--- start of SOURCE ---

But then, years later when I was living in New York City, my tattoo’s meaning revealed itself to me after a profoundly beautiful encounter with a homeless man on the Alphabet Streets.

Fever Fatale, literally, means fatal fever.  Death by burning.  Hell.  And I saw time as a landscape, as in Slaughterhouse 5.  And I saw how we are so often apt, when someone slights us – whether it be an unkind word or cutting us off at an intersection – to snap at the next person we see, and the negativity is perpetuated, on and on, travelling further and gaining momentum.  And I decided to do my best, when on the receiving end of meanness or negativity, to keep it at my wrist, to stop it there instead of passing it on to someone else.

I’m not perfect in this task, but I strive toward this goal.

195 Responses to “Untitled”

  1. Becky Says:

    I so enjoy everything about your website and I’m also very glad you don’t let the bad stuff get in the way. What a great way to start the day w/you, Charlie, Chloe, eli, Daisy & Ranger!!

--- end of SOURCE ---
--- start of EXCERPTED RECORDS ---

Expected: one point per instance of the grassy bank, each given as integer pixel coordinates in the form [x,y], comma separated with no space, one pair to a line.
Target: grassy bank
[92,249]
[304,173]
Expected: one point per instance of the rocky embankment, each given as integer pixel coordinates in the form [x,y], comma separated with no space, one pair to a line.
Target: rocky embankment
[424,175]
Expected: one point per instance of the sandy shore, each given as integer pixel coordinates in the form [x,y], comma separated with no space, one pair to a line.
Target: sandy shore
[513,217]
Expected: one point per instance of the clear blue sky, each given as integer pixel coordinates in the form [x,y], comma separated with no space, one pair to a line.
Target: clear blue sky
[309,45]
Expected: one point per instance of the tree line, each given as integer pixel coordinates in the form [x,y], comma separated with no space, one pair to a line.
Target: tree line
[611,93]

--- end of EXCERPTED RECORDS ---
--- start of EXCERPTED RECORDS ---

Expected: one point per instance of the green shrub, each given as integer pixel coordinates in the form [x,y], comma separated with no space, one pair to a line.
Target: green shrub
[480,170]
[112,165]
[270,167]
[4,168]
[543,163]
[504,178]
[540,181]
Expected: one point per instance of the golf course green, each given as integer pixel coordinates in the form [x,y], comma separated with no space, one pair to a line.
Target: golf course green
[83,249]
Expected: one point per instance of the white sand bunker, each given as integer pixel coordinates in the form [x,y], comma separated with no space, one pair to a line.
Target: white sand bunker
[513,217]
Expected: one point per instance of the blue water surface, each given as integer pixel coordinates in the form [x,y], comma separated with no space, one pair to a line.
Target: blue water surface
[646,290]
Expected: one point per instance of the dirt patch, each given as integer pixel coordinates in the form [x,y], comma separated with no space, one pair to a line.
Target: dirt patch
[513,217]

--- end of EXCERPTED RECORDS ---
--- start of EXCERPTED RECORDS ---

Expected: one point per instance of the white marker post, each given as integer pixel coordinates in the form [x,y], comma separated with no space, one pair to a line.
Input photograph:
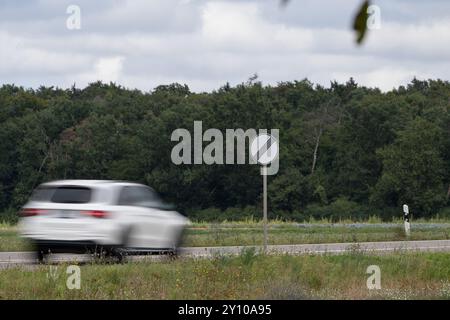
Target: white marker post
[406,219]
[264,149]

--- end of EXCERPTED RECORDS ---

WHAT THE TASK ASKS: Continue the tattoo piece from its final line.

REPLY:
  2. Justin Says:

    Take this to heart.
    You are a beautiful, brave, strong, adventurous woman. Your story (and by extension Charlie’s) is an inspiration to us, who are reading about you on the web. Your choice to save a life has affected more than just Charlie. And it’s all for the better.
    Let the naysayers squawk and squabble. They only tear down and destroy things greater than themselves.

    Be Well and Safe and Happy. (And give Charlie a hug from us, your fans.)

  3. IdahoAngie Says:

    I have loved your blog from the day I started keeping tabs on you and your lovely family. And I have never been able to understand all the hateful comments I have seen on it.

    Just from what I have read in your posts and your book makes me want to meet you. But alas I am not going to travel to your home and think I can just waltz right in like some have tried. I am a big time nature lover. I would love nothing more than to live away from what most people would call normal.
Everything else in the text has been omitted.